**Assignment 1**
According to the article about the DaVita–ADA conversation on diabetes and kidney disease, how many of the estimated 37 million Americans living with kidney disease don't know they have it?
**Assignment 2**
Copy the DaVita article starting at "Approximately 90 percent" and ending at "their overall health.", substituting "faint" for "subtle".

**Given passage**
==================================================
DaVita Chief Nursing Officer Discusses the Link Between Diabetes and CKD with American Diabetes Association

On Thursday, Nov. 10, Tina Livaudais, DaVita’s chief nursing officer, joined the American Diabetes Association’s (ADA) chief medical officer, Dr. Robert Gabbay, for a conversation about the relationship between diabetes and chronic kidney disease (CKD).

“This discussion really is so relevant for [people with diabetes],” Livaudais said. “Because diabetes is the leading indicator for kidney failure. And so, I think it’s important for this audience, in particular, to understand they are at risk for CKD. And there are a lot of actions you can take to [help] prevent that.”

Approximately 90 percent of the estimated 37 million Americans living with kidney disease don’t know they have it. Livaudais says this is because often there are very few symptoms through early—and even advanced—CKD. Livaudais explains that even as function declines, it does a good enough job at filtering your blood of waste and excess fluid building up in your system, so even symptoms that do show up are very subtle and easy to miss.

During the virtual conversation, which took place during American Diabetes Month, Dr. Gabbay and Livaudais offered viewers key advice to help them work with their doctors and care teams to manage their overall health.

“Thinking about someone who has diabetes, probably the most important action to take is to get tested annually by your physician,” Livaudais said. “Because that is going to be your indicator on whether or not you’re progressing toward kidney disease.”
==================================================
**Data records**
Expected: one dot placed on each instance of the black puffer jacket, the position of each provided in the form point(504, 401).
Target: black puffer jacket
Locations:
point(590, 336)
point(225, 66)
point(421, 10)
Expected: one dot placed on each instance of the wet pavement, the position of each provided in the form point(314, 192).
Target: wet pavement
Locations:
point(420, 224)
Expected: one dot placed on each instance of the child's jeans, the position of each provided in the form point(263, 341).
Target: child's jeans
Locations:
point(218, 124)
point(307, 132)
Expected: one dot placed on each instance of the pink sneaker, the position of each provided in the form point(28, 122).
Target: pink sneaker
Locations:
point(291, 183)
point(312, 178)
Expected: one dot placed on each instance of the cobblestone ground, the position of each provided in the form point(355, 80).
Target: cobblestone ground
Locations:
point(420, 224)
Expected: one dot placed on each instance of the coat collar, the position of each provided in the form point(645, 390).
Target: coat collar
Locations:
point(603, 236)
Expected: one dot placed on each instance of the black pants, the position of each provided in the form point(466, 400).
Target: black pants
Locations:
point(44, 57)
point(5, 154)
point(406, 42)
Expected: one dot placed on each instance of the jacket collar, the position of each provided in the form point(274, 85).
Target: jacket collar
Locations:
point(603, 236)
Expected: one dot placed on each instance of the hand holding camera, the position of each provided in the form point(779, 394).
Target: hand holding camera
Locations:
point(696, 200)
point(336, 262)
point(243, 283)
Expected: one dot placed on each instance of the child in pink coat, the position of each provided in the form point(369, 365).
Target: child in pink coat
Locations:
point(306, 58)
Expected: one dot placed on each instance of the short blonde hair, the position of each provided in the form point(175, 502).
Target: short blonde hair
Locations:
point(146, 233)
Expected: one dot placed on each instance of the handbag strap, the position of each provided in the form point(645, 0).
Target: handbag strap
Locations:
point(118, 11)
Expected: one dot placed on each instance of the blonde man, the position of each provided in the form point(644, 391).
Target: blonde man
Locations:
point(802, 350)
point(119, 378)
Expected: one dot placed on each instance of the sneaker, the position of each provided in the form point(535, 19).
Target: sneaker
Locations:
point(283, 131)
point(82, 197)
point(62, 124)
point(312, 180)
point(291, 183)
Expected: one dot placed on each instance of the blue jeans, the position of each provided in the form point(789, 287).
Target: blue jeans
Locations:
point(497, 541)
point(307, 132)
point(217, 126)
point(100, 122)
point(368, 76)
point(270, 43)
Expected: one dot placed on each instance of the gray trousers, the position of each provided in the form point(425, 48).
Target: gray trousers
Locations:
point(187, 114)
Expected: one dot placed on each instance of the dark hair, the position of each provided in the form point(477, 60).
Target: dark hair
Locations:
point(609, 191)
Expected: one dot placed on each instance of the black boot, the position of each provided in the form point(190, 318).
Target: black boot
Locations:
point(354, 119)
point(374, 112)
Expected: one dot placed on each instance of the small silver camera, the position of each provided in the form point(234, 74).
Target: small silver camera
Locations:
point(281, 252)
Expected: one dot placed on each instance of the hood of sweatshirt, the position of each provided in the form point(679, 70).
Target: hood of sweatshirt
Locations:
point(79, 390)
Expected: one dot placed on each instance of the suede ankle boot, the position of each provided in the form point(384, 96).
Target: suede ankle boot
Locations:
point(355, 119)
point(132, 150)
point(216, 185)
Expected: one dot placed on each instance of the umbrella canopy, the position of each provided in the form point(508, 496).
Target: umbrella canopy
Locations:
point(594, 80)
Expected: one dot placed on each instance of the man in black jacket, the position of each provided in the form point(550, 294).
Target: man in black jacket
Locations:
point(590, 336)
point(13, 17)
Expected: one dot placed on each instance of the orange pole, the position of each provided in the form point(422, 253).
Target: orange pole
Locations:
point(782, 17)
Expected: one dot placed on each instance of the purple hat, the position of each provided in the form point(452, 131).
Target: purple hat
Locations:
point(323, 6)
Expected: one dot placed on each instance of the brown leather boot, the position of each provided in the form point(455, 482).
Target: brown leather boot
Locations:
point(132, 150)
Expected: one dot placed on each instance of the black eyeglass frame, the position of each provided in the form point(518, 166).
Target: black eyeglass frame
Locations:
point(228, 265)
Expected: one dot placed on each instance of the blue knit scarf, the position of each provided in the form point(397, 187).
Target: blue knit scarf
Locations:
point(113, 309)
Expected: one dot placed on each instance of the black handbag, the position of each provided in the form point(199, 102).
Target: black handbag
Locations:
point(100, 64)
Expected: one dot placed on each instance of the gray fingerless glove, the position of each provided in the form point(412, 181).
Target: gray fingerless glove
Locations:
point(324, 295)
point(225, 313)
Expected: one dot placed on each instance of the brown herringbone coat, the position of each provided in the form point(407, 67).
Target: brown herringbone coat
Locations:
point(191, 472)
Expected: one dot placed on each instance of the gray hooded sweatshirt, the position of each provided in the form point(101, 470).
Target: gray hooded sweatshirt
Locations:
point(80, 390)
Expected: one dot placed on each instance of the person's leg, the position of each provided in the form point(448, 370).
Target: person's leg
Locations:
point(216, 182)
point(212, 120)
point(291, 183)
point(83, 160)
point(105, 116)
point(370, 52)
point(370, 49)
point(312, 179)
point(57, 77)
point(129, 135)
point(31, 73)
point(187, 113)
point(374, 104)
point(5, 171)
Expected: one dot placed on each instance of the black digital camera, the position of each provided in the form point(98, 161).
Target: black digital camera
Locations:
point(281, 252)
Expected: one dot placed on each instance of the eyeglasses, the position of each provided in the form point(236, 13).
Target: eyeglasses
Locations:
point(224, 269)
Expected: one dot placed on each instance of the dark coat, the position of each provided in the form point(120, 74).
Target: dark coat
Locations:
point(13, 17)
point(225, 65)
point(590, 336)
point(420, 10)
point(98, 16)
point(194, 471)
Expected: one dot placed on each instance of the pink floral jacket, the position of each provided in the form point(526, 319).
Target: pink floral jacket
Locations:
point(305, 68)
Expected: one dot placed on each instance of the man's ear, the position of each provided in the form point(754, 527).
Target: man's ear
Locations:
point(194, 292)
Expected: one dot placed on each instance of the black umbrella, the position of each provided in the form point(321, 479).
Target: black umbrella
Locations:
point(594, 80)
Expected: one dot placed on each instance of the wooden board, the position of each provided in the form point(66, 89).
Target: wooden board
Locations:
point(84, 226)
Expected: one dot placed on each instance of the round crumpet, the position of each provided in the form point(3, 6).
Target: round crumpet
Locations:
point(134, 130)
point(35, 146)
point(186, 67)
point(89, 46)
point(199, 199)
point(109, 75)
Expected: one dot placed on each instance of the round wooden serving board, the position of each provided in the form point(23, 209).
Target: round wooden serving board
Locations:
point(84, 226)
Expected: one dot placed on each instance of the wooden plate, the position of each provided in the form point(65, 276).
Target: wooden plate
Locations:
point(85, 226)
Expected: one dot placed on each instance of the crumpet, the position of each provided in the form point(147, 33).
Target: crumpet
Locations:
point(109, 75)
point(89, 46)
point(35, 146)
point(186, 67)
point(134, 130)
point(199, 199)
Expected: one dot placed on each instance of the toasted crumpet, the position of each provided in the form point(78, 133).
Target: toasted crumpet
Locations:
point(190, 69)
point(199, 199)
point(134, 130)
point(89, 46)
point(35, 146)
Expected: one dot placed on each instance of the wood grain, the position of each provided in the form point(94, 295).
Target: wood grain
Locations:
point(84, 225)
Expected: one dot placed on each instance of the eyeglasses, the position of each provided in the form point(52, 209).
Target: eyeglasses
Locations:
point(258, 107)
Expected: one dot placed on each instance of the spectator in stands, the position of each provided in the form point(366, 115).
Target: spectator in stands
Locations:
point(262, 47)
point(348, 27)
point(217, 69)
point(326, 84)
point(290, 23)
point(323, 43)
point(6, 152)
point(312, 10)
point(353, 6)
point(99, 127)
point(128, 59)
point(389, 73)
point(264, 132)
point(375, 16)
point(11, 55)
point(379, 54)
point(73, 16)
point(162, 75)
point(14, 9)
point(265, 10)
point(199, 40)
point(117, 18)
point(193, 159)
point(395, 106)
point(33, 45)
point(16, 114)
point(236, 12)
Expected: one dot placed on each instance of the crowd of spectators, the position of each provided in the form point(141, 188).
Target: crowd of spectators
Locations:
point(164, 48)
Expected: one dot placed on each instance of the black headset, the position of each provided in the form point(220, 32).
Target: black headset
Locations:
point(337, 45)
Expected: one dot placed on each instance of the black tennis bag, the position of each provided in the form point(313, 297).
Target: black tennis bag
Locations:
==================================================
**Task answer 1**
Approximately 90 percent.

**Task answer 2**
Approximately 90 percent of the estimated 37 million Americans living with kidney disease don’t know they have it. Livaudais says this is because often there are very few symptoms through early—and even advanced—CKD. Livaudais explains that even as function declines, it does a good enough job at filtering your blood of waste and excess fluid building up in your system, so even symptoms that do show up are very faint and easy to miss.

During the virtual conversation, which took place during American Diabetes Month, Dr. Gabbay and Livaudais offered viewers key advice to help them work with their doctors and care teams to manage their overall health.